-- Start of Extract provided --
3 Top Data Removal and Destruction Companies
Physically destroying your devices by taking a hammer to it is good enough for most people but does not guarantee your data cannot be recovered. Below are some links to professionals in the industry who can destroy your data in a secure and compliant way. They all recycle destroyed items and are certified by the National Association for Information Destruction (NAID).
- Iron Mountain — Services include off-site and on-site shredding (for businesses and individuals, when you want to witness the destruction of your data)
- Securis — Cost-effective solution for individuals; it costs just $10 to grind a hard drive while you watch
- Guardian Data destruction — Billing itself the largest mobile destruction fleet in the U.S., Guardian offers nationwide document and device destruction services as well as a budget-friendly degaussing service
The importance of properly destroying your documents or electronic devices is something of which people are sometimes unaware.
-- End of Extract provided --
*Problems:*
#1 Answer these questions using the text on data destruction companies:
(a) Which organization certifies all of the listed companies?
(b) How much does Securis charge to grind a hard drive?
(c) Which company bills itself as the largest mobile destruction fleet in the U.S.?
#2 Transcribe the text on data destruction companies from "- Iron Mountain" up to and including "of your data)".
-- Start of Records supplied --
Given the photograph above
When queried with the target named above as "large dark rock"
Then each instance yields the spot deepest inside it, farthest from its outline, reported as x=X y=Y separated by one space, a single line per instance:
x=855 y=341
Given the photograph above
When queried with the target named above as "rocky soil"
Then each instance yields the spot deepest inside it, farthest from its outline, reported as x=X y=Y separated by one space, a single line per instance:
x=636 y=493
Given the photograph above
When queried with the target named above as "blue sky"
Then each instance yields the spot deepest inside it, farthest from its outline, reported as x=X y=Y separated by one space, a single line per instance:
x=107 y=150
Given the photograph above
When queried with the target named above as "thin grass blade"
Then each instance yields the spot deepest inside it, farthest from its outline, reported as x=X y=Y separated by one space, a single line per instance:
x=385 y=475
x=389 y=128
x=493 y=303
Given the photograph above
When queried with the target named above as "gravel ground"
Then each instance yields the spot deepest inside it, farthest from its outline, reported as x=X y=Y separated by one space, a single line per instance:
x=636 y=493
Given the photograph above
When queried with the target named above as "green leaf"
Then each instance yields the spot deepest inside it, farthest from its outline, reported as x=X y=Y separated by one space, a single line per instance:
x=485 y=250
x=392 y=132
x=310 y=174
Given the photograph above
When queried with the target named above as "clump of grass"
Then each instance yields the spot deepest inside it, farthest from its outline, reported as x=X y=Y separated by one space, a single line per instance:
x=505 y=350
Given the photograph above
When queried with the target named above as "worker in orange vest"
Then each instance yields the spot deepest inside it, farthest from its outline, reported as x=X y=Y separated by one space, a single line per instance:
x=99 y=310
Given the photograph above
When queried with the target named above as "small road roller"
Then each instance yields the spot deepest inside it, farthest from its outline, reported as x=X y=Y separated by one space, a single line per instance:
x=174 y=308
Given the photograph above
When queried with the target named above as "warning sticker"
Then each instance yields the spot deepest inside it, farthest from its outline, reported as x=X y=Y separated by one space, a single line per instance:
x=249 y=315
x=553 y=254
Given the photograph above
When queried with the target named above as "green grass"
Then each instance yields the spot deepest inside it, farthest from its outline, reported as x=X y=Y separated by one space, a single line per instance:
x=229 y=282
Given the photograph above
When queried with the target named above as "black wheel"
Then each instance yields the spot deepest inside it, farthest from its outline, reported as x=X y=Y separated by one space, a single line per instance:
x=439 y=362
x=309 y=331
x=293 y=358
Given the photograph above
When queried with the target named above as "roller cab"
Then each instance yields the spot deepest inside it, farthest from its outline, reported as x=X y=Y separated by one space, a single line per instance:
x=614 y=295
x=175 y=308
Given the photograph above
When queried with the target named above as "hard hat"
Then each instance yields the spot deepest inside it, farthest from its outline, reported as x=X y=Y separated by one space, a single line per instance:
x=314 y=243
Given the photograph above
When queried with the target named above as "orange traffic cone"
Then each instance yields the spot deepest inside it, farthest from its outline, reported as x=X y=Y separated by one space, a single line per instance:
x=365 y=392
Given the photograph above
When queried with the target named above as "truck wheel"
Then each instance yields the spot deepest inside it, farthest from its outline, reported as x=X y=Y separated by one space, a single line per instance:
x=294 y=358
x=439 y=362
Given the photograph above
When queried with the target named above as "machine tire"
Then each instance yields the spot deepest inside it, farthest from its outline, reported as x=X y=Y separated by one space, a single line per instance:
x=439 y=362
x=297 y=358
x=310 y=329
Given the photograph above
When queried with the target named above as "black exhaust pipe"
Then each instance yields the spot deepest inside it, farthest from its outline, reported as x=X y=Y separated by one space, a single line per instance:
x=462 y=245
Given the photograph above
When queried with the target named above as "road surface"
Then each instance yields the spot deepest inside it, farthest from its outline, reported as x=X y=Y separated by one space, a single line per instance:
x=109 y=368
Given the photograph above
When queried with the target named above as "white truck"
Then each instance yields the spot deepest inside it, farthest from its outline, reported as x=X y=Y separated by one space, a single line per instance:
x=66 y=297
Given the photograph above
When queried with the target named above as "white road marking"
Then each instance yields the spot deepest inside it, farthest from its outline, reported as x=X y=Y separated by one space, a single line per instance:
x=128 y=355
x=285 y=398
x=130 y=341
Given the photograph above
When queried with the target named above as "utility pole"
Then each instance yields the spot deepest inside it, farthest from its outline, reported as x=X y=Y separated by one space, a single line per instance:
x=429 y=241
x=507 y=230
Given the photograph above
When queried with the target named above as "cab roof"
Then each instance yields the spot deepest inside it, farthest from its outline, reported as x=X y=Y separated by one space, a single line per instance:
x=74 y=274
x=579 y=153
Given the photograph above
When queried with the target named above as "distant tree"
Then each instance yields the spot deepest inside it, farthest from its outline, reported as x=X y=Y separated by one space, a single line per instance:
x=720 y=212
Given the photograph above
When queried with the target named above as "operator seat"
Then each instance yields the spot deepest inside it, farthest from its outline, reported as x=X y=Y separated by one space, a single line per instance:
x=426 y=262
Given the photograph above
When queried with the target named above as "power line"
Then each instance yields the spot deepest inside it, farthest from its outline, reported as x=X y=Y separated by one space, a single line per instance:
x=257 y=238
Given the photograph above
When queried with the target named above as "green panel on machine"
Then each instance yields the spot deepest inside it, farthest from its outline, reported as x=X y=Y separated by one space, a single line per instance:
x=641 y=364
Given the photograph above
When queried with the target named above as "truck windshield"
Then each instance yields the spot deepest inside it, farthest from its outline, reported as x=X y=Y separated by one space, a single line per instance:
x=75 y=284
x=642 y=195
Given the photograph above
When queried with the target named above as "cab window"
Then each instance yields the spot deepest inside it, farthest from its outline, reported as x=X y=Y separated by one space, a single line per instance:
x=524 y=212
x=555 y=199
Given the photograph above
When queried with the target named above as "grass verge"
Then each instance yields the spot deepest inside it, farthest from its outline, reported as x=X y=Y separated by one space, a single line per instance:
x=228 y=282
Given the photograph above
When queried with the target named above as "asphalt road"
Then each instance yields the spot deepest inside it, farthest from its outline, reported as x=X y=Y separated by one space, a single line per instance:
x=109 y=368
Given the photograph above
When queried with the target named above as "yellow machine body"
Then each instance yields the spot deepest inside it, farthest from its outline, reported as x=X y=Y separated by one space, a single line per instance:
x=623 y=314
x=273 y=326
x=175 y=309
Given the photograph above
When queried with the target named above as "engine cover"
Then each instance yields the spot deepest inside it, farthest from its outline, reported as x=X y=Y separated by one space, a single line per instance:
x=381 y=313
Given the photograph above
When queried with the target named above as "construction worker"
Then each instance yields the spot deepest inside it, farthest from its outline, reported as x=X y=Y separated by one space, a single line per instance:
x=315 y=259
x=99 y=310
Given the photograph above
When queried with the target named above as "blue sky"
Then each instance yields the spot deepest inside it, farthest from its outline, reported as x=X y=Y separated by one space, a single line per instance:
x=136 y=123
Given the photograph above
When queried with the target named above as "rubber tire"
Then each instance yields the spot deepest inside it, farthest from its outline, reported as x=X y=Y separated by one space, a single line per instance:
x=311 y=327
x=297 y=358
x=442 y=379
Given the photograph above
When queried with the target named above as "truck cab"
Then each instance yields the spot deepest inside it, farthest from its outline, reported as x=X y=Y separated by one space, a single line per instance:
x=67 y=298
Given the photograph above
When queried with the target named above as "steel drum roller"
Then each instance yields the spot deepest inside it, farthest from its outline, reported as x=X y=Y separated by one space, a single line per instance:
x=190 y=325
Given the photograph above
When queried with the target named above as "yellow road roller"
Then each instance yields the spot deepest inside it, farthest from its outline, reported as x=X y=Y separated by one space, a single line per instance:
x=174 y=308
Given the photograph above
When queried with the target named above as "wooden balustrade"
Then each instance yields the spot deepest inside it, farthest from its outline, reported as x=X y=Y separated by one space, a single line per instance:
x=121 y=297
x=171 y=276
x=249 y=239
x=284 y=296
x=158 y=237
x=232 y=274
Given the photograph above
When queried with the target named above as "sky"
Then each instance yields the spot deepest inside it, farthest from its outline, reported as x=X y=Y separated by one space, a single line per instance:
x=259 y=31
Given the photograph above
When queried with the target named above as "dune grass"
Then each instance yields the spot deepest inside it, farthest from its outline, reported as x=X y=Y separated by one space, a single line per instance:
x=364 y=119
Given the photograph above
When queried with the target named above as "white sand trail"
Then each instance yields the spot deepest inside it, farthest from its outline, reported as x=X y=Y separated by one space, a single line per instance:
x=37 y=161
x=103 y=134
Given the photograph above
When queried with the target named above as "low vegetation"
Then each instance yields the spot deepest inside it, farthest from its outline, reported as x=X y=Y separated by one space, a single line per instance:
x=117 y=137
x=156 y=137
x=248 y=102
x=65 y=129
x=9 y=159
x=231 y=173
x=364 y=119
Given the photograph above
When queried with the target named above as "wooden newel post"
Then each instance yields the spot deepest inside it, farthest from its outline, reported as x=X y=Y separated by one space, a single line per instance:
-- End of Records supplied --
*Solutions for each task:*
#1
(a) The National Association for Information Destruction (NAID)
(b) $10
(c) Guardian Data destruction

#2
- Iron Mountain — Services include off-site and on-site shredding (for businesses and individuals, when you want to witness the destruction of your data)